[Begin Source excerpt]
18 August 2025Ascot Knight9 min read
Smoke alarm fitted on a ceiling in a rental property

Fire safety is non-negotiable. It's not just the right thing to do — it's the law, and the penalties for breaching it are severe.

A house fire kills. It destroys property. It exposes you to criminal prosecution if your rental doesn't meet fire safety regulations. In Middlesbrough and across Teesside, where a significant proportion of rental stock is older terraced properties with timber floors, narrow hallways, and wiring that predates modern fire codes, the risk is real.

This guide covers the fire safety regulations that apply to rental properties in England, with specific guidance for Teesside landlords. If you manage properties in TS1, TS3, TS5, or TS7, read this. If you don't, bookmark it anyway.
[End Source excerpt]
[Begin Data provided]
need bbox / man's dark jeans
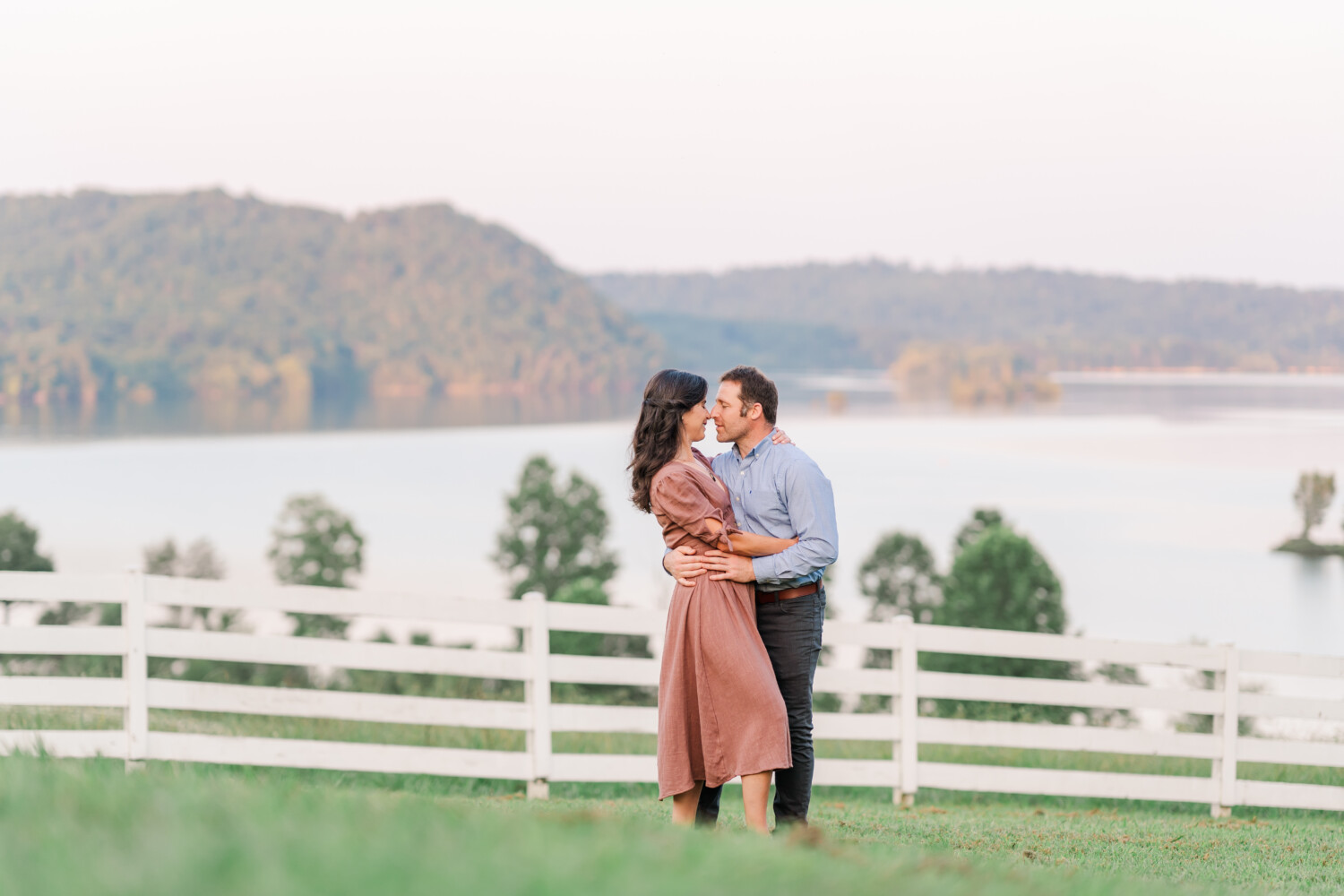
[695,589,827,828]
[End Data provided]
[Begin Data provided]
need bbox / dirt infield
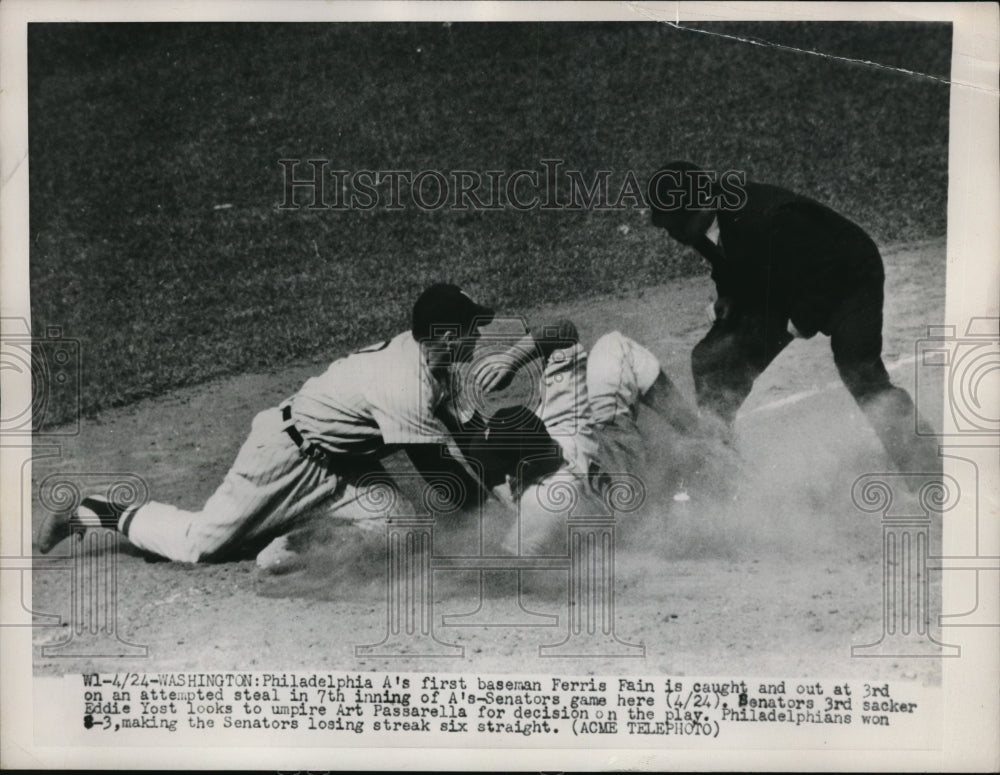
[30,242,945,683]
[End Data provided]
» Task instructions
Reproduce the passage of the fire safety excerpt above from "18 August 2025Ascot" up to and including "bookmark it anyway.".

» Answer
18 August 2025Ascot Knight9 min read
Smoke alarm fitted on a ceiling in a rental property

Fire safety is non-negotiable. It's not just the right thing to do — it's the law, and the penalties for breaching it are severe.

A house fire kills. It destroys property. It exposes you to criminal prosecution if your rental doesn't meet fire safety regulations. In Middlesbrough and across Teesside, where a significant proportion of rental stock is older terraced properties with timber floors, narrow hallways, and wiring that predates modern fire codes, the risk is real.

This guide covers the fire safety regulations that apply to rental properties in England, with specific guidance for Teesside landlords. If you manage properties in TS1, TS3, TS5, or TS7, read this. If you don't, bookmark it anyway.